Y para ello nada nuevo. Libros por doquier, entrevistas exaltadas, manifestaciones, mítines o fiestas de apoyo, en las que sobre el barniz identificatorio de los participantes, se resalta el reproche, la revancha, los enojos y la busca y captura de los supuestos opresores, así como esa férrea conducta de segregación hacia todo aquel o aquella que no se deje encauzar en la dirección «políticamente correcta».
Y si hace falta, se llegará incluso al linchamiento social o a la insignia de la degradación personal, en un ambiente, que cuesta reconocer, se asemeja demasiado a todo aquello que desgraciadamente forma parte de nuestra triste historia.
Es así, entonces, cuando el oprimido pasa a ejercer su poder frente al opresor de antaño, haciendo resonar la misma melodía de siempre; esa que atesora un escenario de víctimas y de verdugos, aunque ahora los protagonistas hayan cambiado en la escena su lugar.

* * *

* Tarea A
Según el texto sobre oprimidos y opresores, ¿a qué se llegará incluso si hace falta?
* Tarea B
Continúa el texto sobre oprimidos y opresores a partir de su última oración.

* * *

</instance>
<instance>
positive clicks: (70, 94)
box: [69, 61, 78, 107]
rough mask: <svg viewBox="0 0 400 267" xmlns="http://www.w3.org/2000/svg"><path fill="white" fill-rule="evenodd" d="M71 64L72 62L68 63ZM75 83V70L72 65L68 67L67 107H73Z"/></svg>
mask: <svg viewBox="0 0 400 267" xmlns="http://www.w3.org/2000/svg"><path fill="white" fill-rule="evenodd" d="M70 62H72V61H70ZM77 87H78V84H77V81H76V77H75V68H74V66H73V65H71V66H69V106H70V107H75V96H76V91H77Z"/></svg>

* * *

* Resultado del ejercicio A
Al linchamiento social o a la insignia de la degradación personal.

* Resultado del ejercicio B
Ahora bien, de todos estos movimientos sociales quiero detenerme someramente en un tipo de neo-feminismo, convertido en bandera de liberación de la nueva mujer, en su particular lucha contra el modelo patriarcal y todo aquello que destile cierto aroma hormonal masculino.
Sin embargo, no es necesario ser feminista para intentar «ser mujer»; del mismo modo que tampoco se precisa ser machista para intentar «ser hombre», aunque lo verdaderamente esencial sería valorar mucho mejor la condición humana sin el sesgo de género que tanta promoción ha alcanzado en la actualidad.
Y mientras el feminismo es una ideología que tiene demasiado claro el patrón de pensamiento y de necesidad de las mujeres, así como su conducta para poder alcanzarlo, el «ser mujer» es una posición frente a la vida que no lleva implícita ni el juego de las identificaciones, que verdaderamente consumen su ser, ni tampoco la idea de la maternidad o de la pareja como elementos capaces de configurar alguna de sus apetencias o anhelos personales.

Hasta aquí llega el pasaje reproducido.